* **What is asked**:
a - According to the CPEC passage, when and where was the corridor formally launched?
b - Reproduce the CPEC passage word for word from "The China-Pakistan Economic" to "serving different purposes.".

* **Selected passage**:
****

The China-Pakistan Economic Corridor is one of the most frequently cited and least precisely understood infrastructure frameworks in the world. It appears in security briefings, development reports, geopolitical commentary, and Pakistani political debate. In most of these contexts, it is discussed as a single thing — a project, a deal, a bet — when it is in fact a portfolio of projects, financed through different instruments, built by different entities, operating on different timelines, and serving different purposes.
This imprecision matters. When CPEC is treated as a monolith, it can be declared a success or a failure in a single sentence. Neither assessment is accurate. Some CPEC projects have delivered measurable results. Others have stalled. Others were announced and never advanced beyond planning documents. Evaluating CPEC requires taking it apart — understanding what the corridor actually contains, how its components are financed, what has been built, what has not, and why.
This article is not a defense of CPEC. It is not a critique. It is an attempt to describe the corridor clearly enough that a serious reader can evaluate specific claims about it without relying on the simplified narratives that dominate most coverage.
What CPEC Actually Is
CPEC is a framework — a bilateral agreement between China and Pakistan that provides the political and institutional structure for a portfolio of infrastructure, energy, and development projects. It is not a single contract. There is no single loan. There is no single amount of money that has been given or lent by China to Pakistan.
The corridor concept is geographic. It refers to the physical and economic link between Kashgar in China's Xinjiang province and Gwadar on Pakistan's Arabian Sea coast — a distance of approximately 3,000 kilometers, traversing some of the most difficult terrain on earth. The idea is that this link, if built and functioning, connects western China and landlocked Central Asia to a warm-water port and the global shipping lanes beyond it.
CPEC was formally launched in April 2015 during a state visit by Chinese President Xi Jinping to Islamabad. The initial framework was valued at approximately $46 billion — a figure that has since been revised upward in various statements to $62 billion or more. These numbers should be understood carefully. They represent a ceiling of intended investment across many years and many projects, not a committed disbursement. Actual spending has been significantly lower than the headline figure, and the gap between the two is itself informative.
When CPEC is treated as a monolith, it can be declared a success or a failure in a single sentence. Neither assessment is accurate.
The projects within CPEC fall into several categories. Energy: power plants built to address Pakistan's acute electricity shortage. Transport: roads, motorways, and planned rail upgrades to improve connectivity. Gwadar: port development, the Free Zone, and related urban infrastructure. Special Economic Zones: designated industrial areas intended to attract manufacturing and export activity. Each category operates on a different financing model, different timeline, and different logic.

****

* **Data records**:

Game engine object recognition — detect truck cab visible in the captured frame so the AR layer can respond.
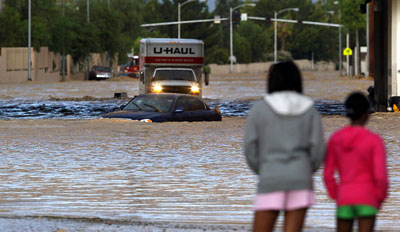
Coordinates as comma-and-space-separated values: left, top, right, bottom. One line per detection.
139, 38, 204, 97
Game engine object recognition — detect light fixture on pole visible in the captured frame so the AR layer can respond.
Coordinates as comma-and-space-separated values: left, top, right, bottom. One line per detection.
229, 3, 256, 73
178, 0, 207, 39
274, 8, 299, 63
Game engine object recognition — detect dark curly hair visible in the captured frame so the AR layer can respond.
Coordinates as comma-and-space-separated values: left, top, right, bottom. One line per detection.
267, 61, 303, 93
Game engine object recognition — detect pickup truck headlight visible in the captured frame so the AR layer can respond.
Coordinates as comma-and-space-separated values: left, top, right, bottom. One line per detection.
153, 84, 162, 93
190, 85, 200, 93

****

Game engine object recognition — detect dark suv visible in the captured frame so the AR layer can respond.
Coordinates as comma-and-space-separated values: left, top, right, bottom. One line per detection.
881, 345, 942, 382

****

* **Response list**:
a - In April 2015 in Islamabad, during a state visit by Chinese President Xi Jinping.

b -
The China-Pakistan Economic Corridor is one of the most frequently cited and least precisely understood infrastructure frameworks in the world. It appears in security briefings, development reports, geopolitical commentary, and Pakistani political debate. In most of these contexts, it is discussed as a single thing — a project, a deal, a bet — when it is in fact a portfolio of projects, financed through different instruments, built by different entities, operating on different timelines, and serving different purposes.